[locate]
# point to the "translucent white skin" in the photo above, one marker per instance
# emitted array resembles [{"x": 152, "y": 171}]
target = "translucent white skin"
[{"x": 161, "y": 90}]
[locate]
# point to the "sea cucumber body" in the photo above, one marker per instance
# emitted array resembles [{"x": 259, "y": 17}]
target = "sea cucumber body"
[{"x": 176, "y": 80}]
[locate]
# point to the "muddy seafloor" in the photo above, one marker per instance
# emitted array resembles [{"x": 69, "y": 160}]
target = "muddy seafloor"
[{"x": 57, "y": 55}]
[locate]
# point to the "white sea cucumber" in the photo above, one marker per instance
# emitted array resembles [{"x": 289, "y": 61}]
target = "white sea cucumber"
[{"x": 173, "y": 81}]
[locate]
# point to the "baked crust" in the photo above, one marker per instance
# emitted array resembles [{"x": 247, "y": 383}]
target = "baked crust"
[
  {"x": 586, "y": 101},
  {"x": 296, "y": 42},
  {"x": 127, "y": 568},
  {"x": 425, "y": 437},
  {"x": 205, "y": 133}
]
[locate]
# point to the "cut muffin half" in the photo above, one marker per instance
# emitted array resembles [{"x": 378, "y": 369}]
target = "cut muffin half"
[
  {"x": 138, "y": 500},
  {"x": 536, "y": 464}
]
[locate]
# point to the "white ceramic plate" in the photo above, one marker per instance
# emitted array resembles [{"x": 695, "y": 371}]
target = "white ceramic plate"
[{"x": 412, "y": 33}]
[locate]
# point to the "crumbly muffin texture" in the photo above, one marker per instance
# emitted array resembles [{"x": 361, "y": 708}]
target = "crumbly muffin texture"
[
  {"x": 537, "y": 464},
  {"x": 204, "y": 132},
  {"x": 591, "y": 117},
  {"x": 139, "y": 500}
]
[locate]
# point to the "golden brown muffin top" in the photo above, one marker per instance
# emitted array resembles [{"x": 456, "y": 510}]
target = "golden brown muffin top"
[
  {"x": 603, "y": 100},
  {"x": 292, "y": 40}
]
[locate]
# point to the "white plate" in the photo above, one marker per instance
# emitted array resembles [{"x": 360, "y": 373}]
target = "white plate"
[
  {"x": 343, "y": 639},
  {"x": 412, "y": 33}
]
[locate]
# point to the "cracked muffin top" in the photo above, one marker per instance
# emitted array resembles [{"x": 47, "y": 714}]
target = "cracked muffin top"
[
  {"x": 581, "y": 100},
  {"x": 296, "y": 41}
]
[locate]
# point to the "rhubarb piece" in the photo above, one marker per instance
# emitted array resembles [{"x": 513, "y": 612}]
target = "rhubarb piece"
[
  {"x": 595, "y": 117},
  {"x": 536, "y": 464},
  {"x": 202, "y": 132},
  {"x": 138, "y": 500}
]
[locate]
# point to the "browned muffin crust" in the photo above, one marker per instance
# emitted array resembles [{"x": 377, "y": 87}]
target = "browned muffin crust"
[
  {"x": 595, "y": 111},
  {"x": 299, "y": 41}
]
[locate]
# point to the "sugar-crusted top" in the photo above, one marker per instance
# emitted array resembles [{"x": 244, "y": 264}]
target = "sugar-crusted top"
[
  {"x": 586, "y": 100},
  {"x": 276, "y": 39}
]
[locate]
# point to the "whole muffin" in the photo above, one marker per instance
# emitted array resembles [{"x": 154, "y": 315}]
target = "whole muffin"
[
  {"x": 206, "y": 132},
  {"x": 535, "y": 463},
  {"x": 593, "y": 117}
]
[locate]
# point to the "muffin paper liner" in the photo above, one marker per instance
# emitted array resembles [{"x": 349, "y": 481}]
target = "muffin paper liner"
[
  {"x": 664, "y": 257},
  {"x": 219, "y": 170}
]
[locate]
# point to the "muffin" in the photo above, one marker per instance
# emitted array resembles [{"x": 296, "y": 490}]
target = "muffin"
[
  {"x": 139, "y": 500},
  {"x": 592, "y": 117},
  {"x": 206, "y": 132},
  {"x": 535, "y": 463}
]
════════
* **Assigned task**: With nothing added or left out, print the data again.

* **Answer area**:
[locate]
# point to the "translucent white skin" in the photo above, one marker per instance
# emitted array resembles [{"x": 152, "y": 171}]
target = "translucent white skin"
[{"x": 161, "y": 90}]
[locate]
# point to the "sea cucumber body" in the photo above, one marker per instance
# emitted array resembles [{"x": 259, "y": 17}]
target = "sea cucumber body"
[{"x": 176, "y": 80}]
[locate]
# point to the "muddy seafloor" in the photo above, one marker per instance
# emitted array resembles [{"x": 69, "y": 160}]
target = "muddy seafloor"
[{"x": 57, "y": 55}]
[locate]
# point to the "white sea cucumber" in the photo above, one marker per instance
# emitted array resembles [{"x": 289, "y": 61}]
target = "white sea cucumber"
[{"x": 173, "y": 81}]
[locate]
# point to the "baked crust" in the photo above, one marker per instance
# emitted array resembles [{"x": 247, "y": 383}]
target = "baked crust"
[
  {"x": 586, "y": 101},
  {"x": 296, "y": 42},
  {"x": 127, "y": 568},
  {"x": 425, "y": 437},
  {"x": 205, "y": 133}
]
[locate]
# point to the "cut muffin half" in the photo above, one marker per instance
# emitted array resembles [{"x": 378, "y": 369}]
target = "cut muffin half"
[
  {"x": 138, "y": 500},
  {"x": 536, "y": 464}
]
[locate]
# point to the "white ceramic plate" in the photo above, one marker per instance
# emitted array resembles [{"x": 695, "y": 371}]
target = "white ceramic plate"
[{"x": 412, "y": 33}]
[locate]
# point to the "crumbly muffin texture" in the photo above, one marker per instance
# emitted array resembles [{"x": 361, "y": 708}]
target = "crumbly muffin texture"
[
  {"x": 537, "y": 464},
  {"x": 204, "y": 132},
  {"x": 591, "y": 117},
  {"x": 139, "y": 500}
]
[locate]
# point to the "golden brown muffin top" in the photo above, one marker per instance
# emitted array resembles [{"x": 456, "y": 510}]
target = "golden brown muffin top"
[
  {"x": 603, "y": 100},
  {"x": 292, "y": 40}
]
[locate]
# point to the "white plate" in the photo above, one marker per instance
# emitted array resembles [{"x": 360, "y": 373}]
target = "white plate"
[
  {"x": 343, "y": 639},
  {"x": 412, "y": 33}
]
[locate]
# point to the "cracked muffin top" in the photo above, one marker per instance
# emitted array resembles [{"x": 47, "y": 714}]
target = "cracked muffin top"
[
  {"x": 581, "y": 100},
  {"x": 296, "y": 41}
]
[locate]
# point to the "rhubarb piece" in the photo above, one marker per instance
# emitted array resembles [{"x": 513, "y": 612}]
target = "rhubarb piece"
[
  {"x": 595, "y": 117},
  {"x": 536, "y": 464},
  {"x": 202, "y": 132},
  {"x": 138, "y": 500}
]
[locate]
# point to the "browned muffin crust" in the photo above, one marker per instance
# emitted array resembles [{"x": 377, "y": 87}]
target = "browned muffin crust"
[
  {"x": 595, "y": 111},
  {"x": 299, "y": 41}
]
[locate]
# point to the "sugar-crusted top" in the photo above, one marker per instance
# emitted array resembles [{"x": 244, "y": 264}]
target = "sugar-crusted top"
[
  {"x": 586, "y": 100},
  {"x": 276, "y": 39}
]
[locate]
# point to the "whole muffin" in the photo above, one marker per instance
# emitted array resembles [{"x": 154, "y": 315}]
target = "whole muffin"
[
  {"x": 206, "y": 132},
  {"x": 535, "y": 463},
  {"x": 593, "y": 117}
]
[locate]
# point to the "muffin paper liner" in the photo above, one marker per instance
# emitted array resembles [{"x": 349, "y": 481}]
target = "muffin paper liner"
[
  {"x": 664, "y": 257},
  {"x": 219, "y": 170}
]
[locate]
# point to the "muffin" in the photo above, one marker per instance
# emitted array resembles [{"x": 296, "y": 490}]
target = "muffin"
[
  {"x": 139, "y": 500},
  {"x": 592, "y": 117},
  {"x": 206, "y": 132},
  {"x": 535, "y": 463}
]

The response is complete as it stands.